## Source passage
━━━━━━━━
This analysis shows in which specific fields – energy, digital technology, trade, financial power and security – the structural power asymmetry between the US and the EU is visible today, how it works and what strategic consequences this has for European companies and politics.
From allies and previous participants: The nature of the transatlantic relationship
The narrative of the "West" as a values-based community of equal democracies is politically useful, but analytically deceptive. Since the end of World War II, the USA has indeed played a decisive role in shaping the liberal world order – but always in such a way that it remained the primary beneficiary of this order. The Marshall Plan was not an act of pure generosity, but rather paved the way for American export markets and Washington's influence in Europe. NATO was never an alliance of equals, but a hierarchical system that institutionalized American claims to leadership.
This fundamental structure has persisted to this day. It is barely noticeable in calm times because the interests of both sides largely converge. But in times of tension – under President Trump, amidst trade conflicts and energy crises – it becomes ruthlessly apparent. This is not fraud in the legal sense, nor is it a breach of treaties. It is the exploitation of structural superiority in areas where Europe is simply weaker.
The EU is the world's largest single market, but politically fragmented, militarily dependent, digitally lagging, and chronically lacking sovereignty in energy policy. This combination of economic size and political weakness makes Europe the ideal partner for American hegemonic interests: large enough to be significant as a market and payer; weak enough not to constitute a serious counterweight.
Liquefied gas as leverage: How energy became a weapon
The shift was dramatic. As recently as 2021, EU member states sourced only around five percent of their natural gas from the US. Following Russia's invasion of Ukraine and the near-complete cessation of Russian pipeline deliveries, this ratio has fundamentally changed. In the third quarter of 2025, almost 60 percent of all European LNG imports by ship came from the US – the highest figure ever recorded. According to an analysis by the Institute for Energy Economics and Financial Analysis (IEEFA), Europe could source nearly two-thirds of its LNG imports from the US in 2026. For certain import terminals, the dependency is even more pronounced: at the German LNG ports in Wilhelmshaven, Brunsbüttel, and Mukran, the US share reached 96 percent in 2025.
━━━━━━━━
(Recorded data)
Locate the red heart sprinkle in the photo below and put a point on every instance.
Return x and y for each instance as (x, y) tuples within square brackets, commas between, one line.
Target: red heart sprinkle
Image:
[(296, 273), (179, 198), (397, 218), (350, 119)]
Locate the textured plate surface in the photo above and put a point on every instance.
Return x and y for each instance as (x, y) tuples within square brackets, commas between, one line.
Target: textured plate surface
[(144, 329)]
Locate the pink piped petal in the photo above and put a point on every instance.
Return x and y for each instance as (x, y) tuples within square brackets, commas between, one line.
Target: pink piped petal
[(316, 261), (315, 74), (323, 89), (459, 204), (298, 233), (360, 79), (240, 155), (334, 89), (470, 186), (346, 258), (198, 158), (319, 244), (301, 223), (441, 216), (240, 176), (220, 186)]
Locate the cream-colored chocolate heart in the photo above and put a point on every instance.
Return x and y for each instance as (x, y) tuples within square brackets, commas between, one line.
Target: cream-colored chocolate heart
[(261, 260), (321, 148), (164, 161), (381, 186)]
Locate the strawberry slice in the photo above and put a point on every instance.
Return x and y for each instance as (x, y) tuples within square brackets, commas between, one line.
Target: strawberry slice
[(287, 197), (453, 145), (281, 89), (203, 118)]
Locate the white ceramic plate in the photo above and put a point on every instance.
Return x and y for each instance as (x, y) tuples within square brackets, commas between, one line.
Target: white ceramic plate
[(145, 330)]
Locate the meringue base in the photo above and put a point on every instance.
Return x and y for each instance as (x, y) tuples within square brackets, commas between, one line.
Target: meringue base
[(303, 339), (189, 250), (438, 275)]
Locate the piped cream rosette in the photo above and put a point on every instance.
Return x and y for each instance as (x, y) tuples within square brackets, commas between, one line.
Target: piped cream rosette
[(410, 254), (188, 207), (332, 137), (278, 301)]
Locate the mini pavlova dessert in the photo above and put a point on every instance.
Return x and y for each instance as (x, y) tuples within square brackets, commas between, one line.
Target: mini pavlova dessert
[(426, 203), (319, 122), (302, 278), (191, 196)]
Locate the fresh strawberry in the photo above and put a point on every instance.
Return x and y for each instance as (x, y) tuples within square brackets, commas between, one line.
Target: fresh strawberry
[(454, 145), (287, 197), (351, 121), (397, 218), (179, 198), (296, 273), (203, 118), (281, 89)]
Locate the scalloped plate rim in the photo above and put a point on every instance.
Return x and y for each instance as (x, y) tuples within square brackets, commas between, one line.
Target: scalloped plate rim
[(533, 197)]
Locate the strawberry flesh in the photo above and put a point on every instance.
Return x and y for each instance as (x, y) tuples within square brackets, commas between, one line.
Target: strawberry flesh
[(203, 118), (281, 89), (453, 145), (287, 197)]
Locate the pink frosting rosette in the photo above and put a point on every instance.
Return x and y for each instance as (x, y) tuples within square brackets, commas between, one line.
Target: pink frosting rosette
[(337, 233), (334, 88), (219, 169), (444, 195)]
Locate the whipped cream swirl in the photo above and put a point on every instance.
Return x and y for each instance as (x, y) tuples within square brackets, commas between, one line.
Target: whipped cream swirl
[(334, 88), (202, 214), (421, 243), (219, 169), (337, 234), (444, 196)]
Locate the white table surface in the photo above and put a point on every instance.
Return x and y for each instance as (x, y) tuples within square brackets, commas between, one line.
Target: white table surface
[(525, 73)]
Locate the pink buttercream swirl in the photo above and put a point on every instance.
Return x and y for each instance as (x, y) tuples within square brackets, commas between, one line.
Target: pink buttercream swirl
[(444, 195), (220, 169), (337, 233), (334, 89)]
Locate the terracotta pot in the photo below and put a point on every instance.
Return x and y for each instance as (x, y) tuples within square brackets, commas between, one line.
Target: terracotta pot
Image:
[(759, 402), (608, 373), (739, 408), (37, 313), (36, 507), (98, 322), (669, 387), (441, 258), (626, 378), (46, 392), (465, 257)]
━━━━━━━━
## Tasks to carry out
1) In the passage on US–EU power imbalance, what share of Europe's LNG imports by ship came from the US in the third quarter of 2025?
2) Copy the passage on US–EU power imbalance from "From allies and" up to and including "claims to leadership.", replacing "deceptive" with "misleading".

## Answers for this exercise
1) Almost 60 percent.

2)
From allies and previous participants: The nature of the transatlantic relationship
The narrative of the "West" as a values-based community of equal democracies is politically useful, but analytically misleading. Since the end of World War II, the USA has indeed played a decisive role in shaping the liberal world order – but always in such a way that it remained the primary beneficiary of this order. The Marshall Plan was not an act of pure generosity, but rather paved the way for American export markets and Washington's influence in Europe. NATO was never an alliance of equals, but a hierarchical system that institutionalized American claims to leadership.